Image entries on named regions
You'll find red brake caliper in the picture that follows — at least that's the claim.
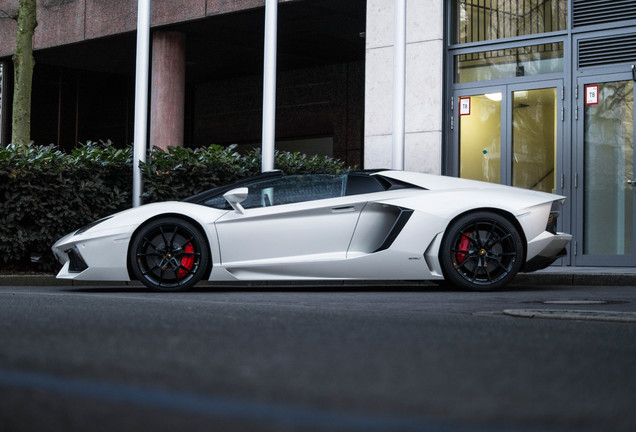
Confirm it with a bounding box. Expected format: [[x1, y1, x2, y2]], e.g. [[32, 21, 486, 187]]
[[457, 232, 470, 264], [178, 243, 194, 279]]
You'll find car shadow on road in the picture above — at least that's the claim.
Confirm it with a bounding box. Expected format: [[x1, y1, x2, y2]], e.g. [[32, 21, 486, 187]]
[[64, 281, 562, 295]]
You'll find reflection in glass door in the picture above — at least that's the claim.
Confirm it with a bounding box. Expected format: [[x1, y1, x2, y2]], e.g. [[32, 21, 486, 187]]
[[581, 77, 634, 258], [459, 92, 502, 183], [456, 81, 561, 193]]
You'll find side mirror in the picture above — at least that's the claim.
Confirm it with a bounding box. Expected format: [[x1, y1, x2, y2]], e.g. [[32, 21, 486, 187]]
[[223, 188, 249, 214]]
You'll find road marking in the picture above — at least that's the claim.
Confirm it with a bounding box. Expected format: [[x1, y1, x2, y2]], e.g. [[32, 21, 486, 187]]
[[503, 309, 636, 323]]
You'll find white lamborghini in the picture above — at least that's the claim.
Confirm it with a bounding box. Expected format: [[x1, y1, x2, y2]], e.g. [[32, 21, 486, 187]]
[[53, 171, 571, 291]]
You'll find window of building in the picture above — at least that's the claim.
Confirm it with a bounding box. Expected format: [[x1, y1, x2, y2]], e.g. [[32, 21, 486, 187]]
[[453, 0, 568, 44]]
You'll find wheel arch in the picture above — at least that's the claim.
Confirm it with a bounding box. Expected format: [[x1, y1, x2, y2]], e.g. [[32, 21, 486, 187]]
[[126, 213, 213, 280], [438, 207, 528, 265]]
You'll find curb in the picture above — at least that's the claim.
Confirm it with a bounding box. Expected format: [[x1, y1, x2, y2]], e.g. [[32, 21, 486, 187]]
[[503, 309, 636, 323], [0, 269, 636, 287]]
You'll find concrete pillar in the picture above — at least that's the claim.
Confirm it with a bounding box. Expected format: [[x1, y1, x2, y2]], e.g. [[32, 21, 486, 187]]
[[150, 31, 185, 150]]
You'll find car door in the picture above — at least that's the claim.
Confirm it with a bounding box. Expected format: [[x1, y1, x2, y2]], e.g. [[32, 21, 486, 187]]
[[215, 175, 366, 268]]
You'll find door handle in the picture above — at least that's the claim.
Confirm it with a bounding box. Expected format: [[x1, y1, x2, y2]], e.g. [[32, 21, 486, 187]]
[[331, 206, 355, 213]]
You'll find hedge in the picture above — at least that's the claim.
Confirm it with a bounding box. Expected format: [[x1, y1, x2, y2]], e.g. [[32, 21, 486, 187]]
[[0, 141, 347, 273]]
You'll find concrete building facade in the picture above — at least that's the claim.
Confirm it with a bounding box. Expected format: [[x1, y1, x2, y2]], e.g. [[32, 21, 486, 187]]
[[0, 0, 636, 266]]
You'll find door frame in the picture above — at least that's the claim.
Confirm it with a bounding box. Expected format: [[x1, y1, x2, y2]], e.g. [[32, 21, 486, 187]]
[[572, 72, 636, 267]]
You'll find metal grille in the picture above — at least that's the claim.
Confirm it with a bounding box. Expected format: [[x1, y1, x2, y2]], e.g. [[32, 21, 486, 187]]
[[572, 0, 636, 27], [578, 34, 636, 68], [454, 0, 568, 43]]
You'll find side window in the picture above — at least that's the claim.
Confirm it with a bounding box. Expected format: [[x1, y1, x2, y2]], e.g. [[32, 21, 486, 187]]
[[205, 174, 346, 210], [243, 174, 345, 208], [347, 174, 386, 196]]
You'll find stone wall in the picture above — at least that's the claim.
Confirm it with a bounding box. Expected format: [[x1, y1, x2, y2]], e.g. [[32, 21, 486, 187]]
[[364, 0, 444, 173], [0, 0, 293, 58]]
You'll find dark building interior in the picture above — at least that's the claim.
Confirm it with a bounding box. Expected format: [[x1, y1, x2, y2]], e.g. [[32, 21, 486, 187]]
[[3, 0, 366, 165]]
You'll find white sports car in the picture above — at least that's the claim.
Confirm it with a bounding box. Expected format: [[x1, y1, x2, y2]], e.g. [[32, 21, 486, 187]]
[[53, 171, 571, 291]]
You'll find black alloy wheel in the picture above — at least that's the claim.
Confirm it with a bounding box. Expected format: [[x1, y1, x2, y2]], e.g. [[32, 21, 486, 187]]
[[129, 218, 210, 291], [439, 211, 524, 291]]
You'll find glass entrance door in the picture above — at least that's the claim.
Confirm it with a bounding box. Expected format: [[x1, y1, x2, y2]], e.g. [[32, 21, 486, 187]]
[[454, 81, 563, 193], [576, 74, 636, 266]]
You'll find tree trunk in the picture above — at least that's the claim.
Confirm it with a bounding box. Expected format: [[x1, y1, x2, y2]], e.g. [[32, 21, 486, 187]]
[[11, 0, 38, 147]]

WHAT IS EXPECTED>
Count the lines in the listing that contain the word "window". Give only the number.

COMPLETE OUTPUT>
2